■ Kutipan Teks ■
- - - - - - -

Di bawah tingkatan ini tidak dinamakan ikhlas lagi. Tanpa ikhlas, seseorang beramal karena suatu tipuan keduniaan; mau dipuji, mau menutupi kejahatannya agar orang percaya kepadanya dan bermacam-macam tipuan rendah lainnya. Golongan ini walaupun banyak melakukan amalan, namun amalan mereka seumpama tubuh yang tidak bernyawa, tidak dapat menolong tuannya dan dihadapan Tuhan nanti akan menjadi debu yang tidak memberi syafaat terhadap orang yang melakukannya. Setiap orang yang beriman kepada Allah swt haruslah menguasakan ikhlas pada amalannya karena tanpa ikhlas akan menjadi syirik yang menyertai amalan tersebut.

“Dengan ikhlas kepada Allah, tidak mempersekutukan sesuatu dengan Dia. Barangsiapa mempersekutukan sesuatu dengan Allah, maka adalah ia seolah-olah jatuh dari langit lalu disambar oleh burung, atau diterbangkan angin ke tempat yang jauh” (QS. Al-Hajj: 31).

- - - - - - -

■ Kumpulan Data ■

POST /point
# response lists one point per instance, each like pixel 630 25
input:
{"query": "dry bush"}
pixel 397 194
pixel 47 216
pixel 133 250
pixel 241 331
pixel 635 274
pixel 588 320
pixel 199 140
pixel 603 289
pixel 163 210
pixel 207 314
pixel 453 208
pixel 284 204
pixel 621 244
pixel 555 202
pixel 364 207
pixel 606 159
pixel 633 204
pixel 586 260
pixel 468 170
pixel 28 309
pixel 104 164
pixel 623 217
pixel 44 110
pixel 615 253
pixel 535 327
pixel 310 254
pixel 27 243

- - - - - - -

■ Tugas ■
Ubahlah bagian teks tentang keikhlasan dalam beramal, mulai dari "Di bawah tingkatan" dan berlanjut sampai "menyertai amalan tersebut.", dengan mengganti "tubuh" menjadi "jasad".

■ Jawaban ■
Di bawah tingkatan ini tidak dinamakan ikhlas lagi. Tanpa ikhlas, seseorang beramal karena suatu tipuan keduniaan; mau dipuji, mau menutupi kejahatannya agar orang percaya kepadanya dan bermacam-macam tipuan rendah lainnya. Golongan ini walaupun banyak melakukan amalan, namun amalan mereka seumpama jasad yang tidak bernyawa, tidak dapat menolong tuannya dan dihadapan Tuhan nanti akan menjadi debu yang tidak memberi syafaat terhadap orang yang melakukannya. Setiap orang yang beriman kepada Allah swt haruslah menguasakan ikhlas pada amalannya karena tanpa ikhlas akan menjadi syirik yang menyertai amalan tersebut.